**Problem to work on:**
Please retype every line of the listing below word for word, leaving out the pictures.

**Material:**

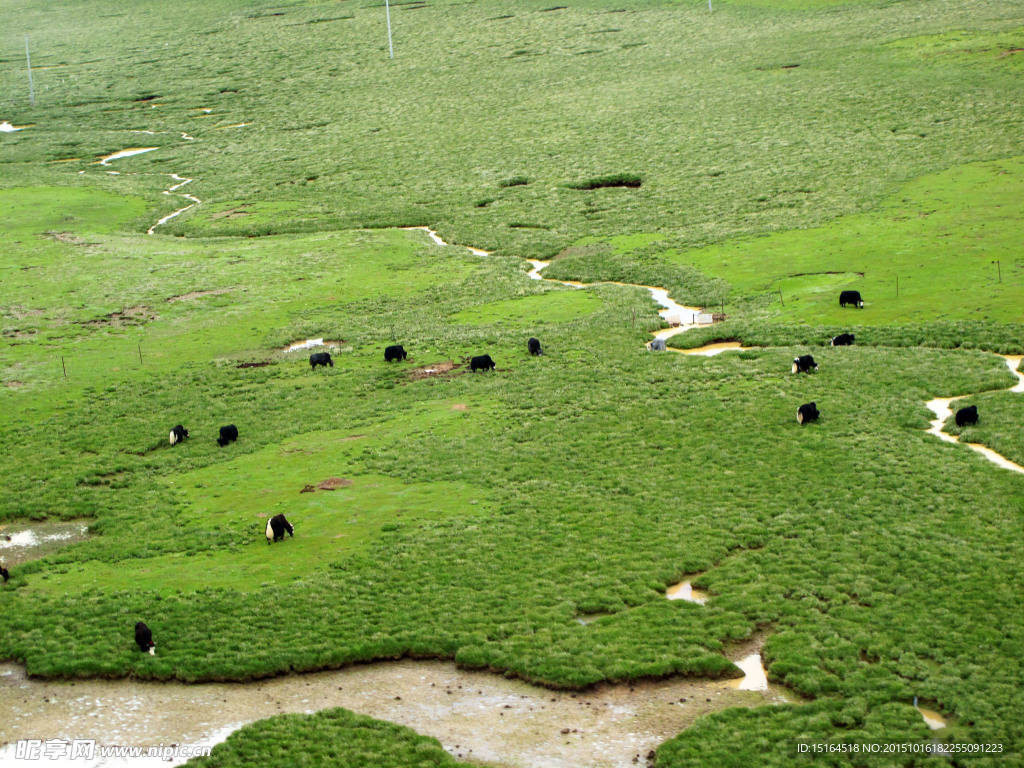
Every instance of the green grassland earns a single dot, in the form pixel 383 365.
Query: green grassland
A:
pixel 776 142
pixel 336 737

**Finished answer:**
Every instance of the green grassland earns a single dot, in the form pixel 383 365.
Query: green grassland
A:
pixel 776 142
pixel 336 737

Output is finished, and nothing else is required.